Problem statement:
In your transcription, keep every record exact and leave out the pictures.

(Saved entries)
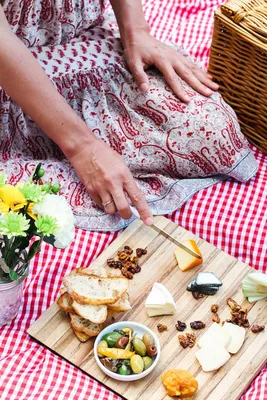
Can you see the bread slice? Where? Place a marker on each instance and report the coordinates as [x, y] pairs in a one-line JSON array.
[[98, 271], [83, 325], [81, 336], [97, 314], [91, 289], [64, 302], [121, 305]]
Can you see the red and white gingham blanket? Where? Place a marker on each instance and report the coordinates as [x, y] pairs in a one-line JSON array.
[[230, 215]]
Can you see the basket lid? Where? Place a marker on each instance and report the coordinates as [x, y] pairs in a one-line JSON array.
[[251, 15]]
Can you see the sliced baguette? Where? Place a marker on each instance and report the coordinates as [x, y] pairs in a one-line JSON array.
[[64, 302], [81, 336], [91, 289], [121, 305], [83, 325], [97, 314]]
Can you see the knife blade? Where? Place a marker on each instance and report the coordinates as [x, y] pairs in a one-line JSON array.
[[167, 235]]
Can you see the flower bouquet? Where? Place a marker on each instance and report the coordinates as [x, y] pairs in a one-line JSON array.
[[30, 213]]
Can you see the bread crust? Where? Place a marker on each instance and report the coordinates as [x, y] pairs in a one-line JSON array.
[[95, 301]]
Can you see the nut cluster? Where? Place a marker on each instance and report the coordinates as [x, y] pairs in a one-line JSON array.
[[239, 314], [127, 262], [187, 340], [197, 325], [162, 327], [257, 328]]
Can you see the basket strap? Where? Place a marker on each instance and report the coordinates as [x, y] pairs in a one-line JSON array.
[[250, 15]]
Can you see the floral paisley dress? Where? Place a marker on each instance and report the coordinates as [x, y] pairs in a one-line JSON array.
[[172, 149]]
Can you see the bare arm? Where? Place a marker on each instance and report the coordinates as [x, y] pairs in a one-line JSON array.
[[24, 80], [102, 171], [142, 50]]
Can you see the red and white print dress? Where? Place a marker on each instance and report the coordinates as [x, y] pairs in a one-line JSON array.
[[172, 149]]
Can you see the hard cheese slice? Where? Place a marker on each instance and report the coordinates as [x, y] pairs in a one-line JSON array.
[[185, 260], [160, 301], [212, 357], [237, 337], [215, 336]]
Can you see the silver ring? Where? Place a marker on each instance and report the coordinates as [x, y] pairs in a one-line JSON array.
[[107, 203]]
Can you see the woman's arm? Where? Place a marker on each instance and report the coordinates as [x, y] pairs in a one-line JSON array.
[[142, 50], [102, 171]]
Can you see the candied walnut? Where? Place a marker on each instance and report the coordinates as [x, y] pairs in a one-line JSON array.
[[128, 250], [257, 328], [197, 325], [246, 324], [233, 304], [162, 327], [197, 295], [187, 340], [126, 273], [180, 326], [216, 318], [134, 259], [128, 264], [140, 252], [214, 308], [191, 337], [184, 342], [118, 264]]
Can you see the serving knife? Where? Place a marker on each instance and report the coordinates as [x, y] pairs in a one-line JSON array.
[[166, 235]]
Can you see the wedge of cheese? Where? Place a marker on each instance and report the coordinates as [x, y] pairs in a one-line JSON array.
[[212, 357], [237, 337], [216, 336], [184, 259], [159, 301]]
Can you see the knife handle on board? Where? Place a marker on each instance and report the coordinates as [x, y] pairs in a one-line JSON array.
[[135, 212], [167, 235]]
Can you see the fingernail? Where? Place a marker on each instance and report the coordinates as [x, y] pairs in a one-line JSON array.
[[209, 92], [144, 87], [149, 221]]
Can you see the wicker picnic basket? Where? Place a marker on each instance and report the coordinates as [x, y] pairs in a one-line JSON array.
[[238, 62]]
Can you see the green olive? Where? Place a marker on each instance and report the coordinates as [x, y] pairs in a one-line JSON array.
[[124, 370], [55, 188], [122, 342], [139, 346], [147, 362], [40, 173], [111, 338], [148, 340], [137, 364]]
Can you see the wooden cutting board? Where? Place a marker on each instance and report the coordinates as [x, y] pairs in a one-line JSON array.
[[159, 265]]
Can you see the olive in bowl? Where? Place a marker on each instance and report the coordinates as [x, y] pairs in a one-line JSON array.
[[127, 351]]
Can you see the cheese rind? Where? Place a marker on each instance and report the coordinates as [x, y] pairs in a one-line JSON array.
[[185, 260], [214, 336], [212, 358], [159, 301], [237, 337]]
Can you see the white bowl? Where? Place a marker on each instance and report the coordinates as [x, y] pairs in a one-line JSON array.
[[140, 330]]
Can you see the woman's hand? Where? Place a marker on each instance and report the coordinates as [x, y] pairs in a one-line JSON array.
[[142, 50], [109, 181]]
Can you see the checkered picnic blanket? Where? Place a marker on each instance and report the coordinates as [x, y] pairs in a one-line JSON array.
[[230, 215]]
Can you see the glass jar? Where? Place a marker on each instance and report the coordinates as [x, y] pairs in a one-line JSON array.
[[11, 294]]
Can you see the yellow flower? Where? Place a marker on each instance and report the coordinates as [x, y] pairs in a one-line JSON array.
[[12, 198]]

Result of the exercise:
Can you see the bread slice? Where? Place a marker on each instance and report the coordinates as [x, y] pairs in a one-line JSON array.
[[98, 271], [83, 325], [81, 336], [97, 314], [91, 289], [64, 302], [121, 305]]
Can you see the red and white gingham blanket? Where? Place a marker on each instance and report the coordinates as [x, y] pairs in a one-line JSON array.
[[230, 215]]
Can you see the basket lid? Where? Place a marker on each instance and report the coordinates as [x, y] pairs in a one-line JSON array.
[[251, 15]]
Can you see the sliced baguette? Where? Place a marker on each instance and report the coordinates as [x, y] pairs in a one-line JSON array.
[[64, 302], [81, 336], [91, 289], [121, 305], [83, 325], [97, 314]]
Can you see the knife blade? Where? Place a marker on each instance and report the coordinates as [x, y] pairs in a one-line JSON array.
[[167, 235]]
Can you see the flower bouquet? Where? Place a marker on each instance and report the coordinates as [x, y] pairs in a one-line JSON array.
[[30, 213]]
Can you see the bread crust? Where? Place a marker on each instance and report the coordinates as [x, y] pairs in a one-line JSON array.
[[95, 301]]
Can you see the nut cluster? Where? Place a marker on each instance and report the coordinates as [x, y] pairs in a one-line JSON array.
[[239, 314], [127, 262], [187, 340], [197, 325], [162, 327], [257, 328]]
Can you see the basket strap? Where? Place a marker on each instance and report the coordinates as [x, y] pairs in a one-line JSON array.
[[250, 15]]
Can you see the floral paisley dress? Where? Place a marker on each instance and report the coordinates as [x, y] pairs in a one-line JSON array.
[[172, 149]]
Can you see the bare arm? Where? Place a marker on each instance and report the coordinates as [x, y] pairs in a one-line JSON array.
[[24, 80], [102, 171], [142, 50]]
Can you see the red and white print dress? Where? Place a marker on each instance and report the coordinates as [x, y] pairs in a one-line JSON array.
[[172, 149]]
Can you see the hard cheese slice? Where? Place a marker on each instance and report the coordinates as [x, y] pairs in a one-line JSON array.
[[185, 260], [160, 301], [212, 357], [237, 337], [215, 336]]
Can you see the silver ring? Where? Place a marker on each instance and report the coordinates as [x, y] pairs in a one-line JSON array.
[[107, 203]]
Can you see the woman's arm? Where? Place a marker on each instance and report the coordinates as [x, y] pairs in a one-line JSON array.
[[142, 50], [102, 171]]
Can you see the candied walnut? Where? Place a marker on each instance and report the coordinates as [x, y] pairs in a one-line JSON array.
[[128, 250], [257, 328], [197, 325], [246, 324], [233, 304], [162, 327], [197, 295], [187, 340], [126, 273], [180, 326], [216, 318], [134, 259], [128, 264], [140, 252], [214, 308], [191, 337], [184, 342], [118, 264]]
Can you see the serving knife? Where? Place a marker on each instance and report the coordinates as [x, y] pairs in a one-line JSON array.
[[166, 235]]
Can you see the wedge of cheese? Where? Place a marker on each instance and report the coordinates as [x, y] pairs in a one-line JSON array.
[[212, 357], [237, 337], [216, 336], [184, 259], [159, 301]]
Can you see the knife handle on board? Where? Place a marker on each instance and report the coordinates as [x, y] pairs in a one-line JSON array.
[[135, 212], [167, 235]]
Can you see the fingernail? Where? Place a marker on each instance and report the coordinates as [x, y] pairs in a one-line JSON array.
[[209, 92], [144, 87], [149, 221]]
Can you see the wicker picnic basket? Where? Place a marker on each instance and report the coordinates as [x, y] pairs in a one-line JSON array.
[[238, 62]]
Can you see the green olive? Where? Place a marker on each instance and report the coordinates as [x, y] pairs in a one-line JSON array.
[[124, 370], [55, 188], [122, 342], [139, 346], [147, 362], [40, 173], [111, 338], [148, 340], [137, 364]]
Can you see the wooden cutting board? Where? Place a marker on each instance and report the coordinates as [x, y] pairs in a one-line JSON array.
[[159, 265]]
Can you see the olive in bowl? Where? Place a marker on each instance and report the coordinates as [x, y] pairs in a one-line JSON array.
[[127, 351]]
Can you see the cheese rind? Where? Place a marker on each instance and report the coordinates as [x, y] pairs in a one-line JSON array.
[[185, 260], [214, 336], [212, 358], [159, 301], [237, 337]]
Can you see the white bowl? Where? Place a marker on each instance and report the coordinates as [x, y] pairs in a one-line JSON array.
[[140, 330]]
Can you see the woman's hand? Where? Place a marker on each instance and report the coordinates as [x, y] pairs in a one-line JSON array.
[[142, 50], [109, 181]]
Can you see the checkered picnic blanket? Where? Place a marker on each instance and report the coordinates as [x, y] pairs in a one-line JSON array.
[[230, 215]]
Can you see the glass jar? Where? Place a marker on each instance and report the coordinates as [x, y] pairs in a one-line JSON array.
[[11, 294]]
Can you see the yellow flower? Where? Place a marker on each instance and report the coordinates as [x, y] pairs in a one-line JSON array.
[[12, 198]]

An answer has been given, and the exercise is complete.